> What is expected:
Exactly reproduce the line that contains "Each instance receives one keypoint. Mark the woman" and all lines after it in the entries below, through the very last line.

[Saved data entries]
* * * * * * *

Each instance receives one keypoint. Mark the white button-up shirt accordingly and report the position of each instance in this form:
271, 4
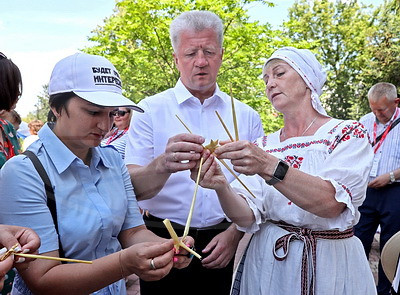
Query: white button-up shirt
388, 154
148, 136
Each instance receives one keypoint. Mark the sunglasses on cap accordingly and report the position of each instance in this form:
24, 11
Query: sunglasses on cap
121, 113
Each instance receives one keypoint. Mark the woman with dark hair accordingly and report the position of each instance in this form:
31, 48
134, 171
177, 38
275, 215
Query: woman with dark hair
98, 218
27, 239
10, 91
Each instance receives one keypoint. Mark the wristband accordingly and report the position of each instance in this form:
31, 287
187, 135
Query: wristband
392, 178
279, 173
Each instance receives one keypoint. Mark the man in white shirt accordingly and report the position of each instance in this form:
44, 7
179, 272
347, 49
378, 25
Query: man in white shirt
160, 152
382, 203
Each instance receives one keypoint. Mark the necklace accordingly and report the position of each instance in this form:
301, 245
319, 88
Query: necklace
305, 130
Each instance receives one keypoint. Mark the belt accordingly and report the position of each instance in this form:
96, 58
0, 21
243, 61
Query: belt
153, 221
309, 238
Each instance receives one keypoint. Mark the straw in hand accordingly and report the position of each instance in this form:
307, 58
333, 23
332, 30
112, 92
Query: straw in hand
12, 251
177, 242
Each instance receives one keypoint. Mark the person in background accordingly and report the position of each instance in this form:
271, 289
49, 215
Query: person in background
307, 190
160, 152
97, 214
11, 116
381, 206
23, 131
34, 127
118, 135
10, 91
27, 240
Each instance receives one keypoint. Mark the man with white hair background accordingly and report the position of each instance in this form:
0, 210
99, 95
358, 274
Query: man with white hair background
307, 188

* * * * * * *

> Answer:
Each instance receives one keypoint. Mark the woman with dark hair accordingly and report the position of each instance in this form:
31, 48
134, 171
177, 38
275, 215
Query: woman with dark hair
98, 218
27, 239
10, 91
Each instance receives one keypoint. Mark the wristband accordingly and report the position of each instance in this form:
31, 287
187, 135
Query: wristband
392, 178
279, 173
Each instance receives one keypoint. Mark the man in white shirt accordingly and report the position of each instance in this form:
44, 7
179, 272
347, 49
378, 25
Query: man in white shirt
160, 152
382, 203
Each instance receives one keypoint. Mark the necklace accordingly and report the position of each instance in this form:
301, 245
319, 88
Query: necklace
305, 130
Each instance receives one keypoint. Mark the belt accordingly and report the position of each instance in this form:
96, 58
0, 21
243, 61
Query: belt
153, 221
309, 238
Each instance receives one keypoint. Mark the straw in hand accordingly and report the position of each instance in this form:
307, 58
333, 23
332, 30
112, 92
Query: straw in hand
12, 251
177, 242
Each instance receives one keypoint. Mark the person in background accordingly and report the position of each instance in this form:
271, 289
49, 215
Query: person in background
307, 190
160, 152
97, 214
11, 116
381, 206
23, 131
34, 127
118, 135
10, 91
27, 240
Each instance receives one keypoint. Mark the man with white hair background accordingly and report the position of each instance in this form:
0, 210
99, 95
358, 274
Query: man with white hair background
307, 188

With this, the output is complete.